REQUIRED WORK: Reproduce every item below word for word, with no changes.

[start of RECORDS SHOWN]

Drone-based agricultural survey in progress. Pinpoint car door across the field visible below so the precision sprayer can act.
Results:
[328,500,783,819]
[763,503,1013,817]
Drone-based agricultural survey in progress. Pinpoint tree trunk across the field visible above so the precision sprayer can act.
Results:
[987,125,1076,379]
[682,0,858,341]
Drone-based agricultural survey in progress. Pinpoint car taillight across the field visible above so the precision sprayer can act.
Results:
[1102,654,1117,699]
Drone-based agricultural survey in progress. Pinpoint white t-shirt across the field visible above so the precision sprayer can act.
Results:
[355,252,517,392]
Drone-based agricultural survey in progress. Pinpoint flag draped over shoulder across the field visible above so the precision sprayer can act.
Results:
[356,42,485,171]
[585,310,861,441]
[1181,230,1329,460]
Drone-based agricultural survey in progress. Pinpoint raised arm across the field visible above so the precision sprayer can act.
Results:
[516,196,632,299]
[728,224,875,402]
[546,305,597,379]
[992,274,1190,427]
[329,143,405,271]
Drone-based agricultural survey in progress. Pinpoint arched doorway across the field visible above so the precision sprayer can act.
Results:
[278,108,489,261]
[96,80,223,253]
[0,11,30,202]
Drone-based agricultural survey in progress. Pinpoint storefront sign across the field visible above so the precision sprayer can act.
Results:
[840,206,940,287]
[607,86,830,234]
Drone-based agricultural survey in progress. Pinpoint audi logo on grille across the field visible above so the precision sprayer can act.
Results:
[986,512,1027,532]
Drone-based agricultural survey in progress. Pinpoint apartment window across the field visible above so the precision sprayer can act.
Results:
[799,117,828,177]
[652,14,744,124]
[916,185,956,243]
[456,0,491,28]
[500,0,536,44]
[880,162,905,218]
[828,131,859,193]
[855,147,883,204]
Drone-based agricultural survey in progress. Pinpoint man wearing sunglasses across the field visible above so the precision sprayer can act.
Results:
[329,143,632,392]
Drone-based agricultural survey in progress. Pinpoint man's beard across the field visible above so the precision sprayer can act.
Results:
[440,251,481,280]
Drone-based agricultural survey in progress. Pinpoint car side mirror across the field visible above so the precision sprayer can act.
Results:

[end of RECORDS SHOWN]

RESPONSE TO THIS EXERCISE:
Drone-based agricultural survey in progress. Pinpoint car door across the field visible below so the precision sprayer can act.
Results:
[328,500,783,819]
[763,503,1013,817]
Drone-based agricultural survey in progress. Pinpoint tree trunk across the field visible above so the precision sprayer can act.
Results:
[987,125,1076,379]
[682,0,858,341]
Drone-based agricultural survey in progress. Pinpoint car taillight across the field visible above so the precision sprayer can act.
Results:
[1102,654,1117,699]
Drone-based agricultural survey in progress. Pinpoint white t-shirt across the field visible above so the precision sprayer can act.
Results:
[355,252,517,392]
Drone-based agricultural survey in progress. Pinpoint flag draped over shoulder across the field visible above so the precision sprayer can act.
Results:
[356,42,485,171]
[585,310,861,441]
[1181,230,1329,460]
Drone-based agricultural survey in progress. Pinpoint raised arm across the field visible above so the precision sprayer can act.
Results:
[516,196,632,299]
[728,224,875,402]
[546,305,597,379]
[992,274,1190,427]
[329,143,405,271]
Drone-based agricultural survey in progress. Pinpoint arched doorway across the field visible above so the precision sprayer can act.
Results:
[278,108,489,261]
[96,80,223,253]
[0,11,30,202]
Drone-based agricultural survey in progress. Pinpoint storefront sign across the field visible above so the precision sprayer can act.
Results:
[840,206,940,287]
[607,86,830,234]
Drone-based agricultural survey in progress. Pinpoint audi logo on grille across the field visible above so the precision sprayer can act.
Results:
[986,512,1027,532]
Drone-based agricultural survey in progress. Pinpoint apartment window across the field visible above so the precision sprayer can act.
Results:
[799,117,828,177]
[652,14,744,124]
[916,185,956,243]
[456,0,491,28]
[500,0,536,44]
[880,162,905,218]
[828,131,859,193]
[855,147,883,204]
Drone-based agricultural survey in progress. Pinpoint man wearing sunglasses across the field visible above so the precision sprayer can act.
Results:
[329,143,632,392]
Drone-based agricultural survey in progress. Pinpoint man's beard across the field visible above so the precision sprayer can act.
Results:
[440,251,481,280]
Drone-based agricultural survey in progress. Pinpoint car side mirror across the field visible above so the precision sprayer can act.
Results:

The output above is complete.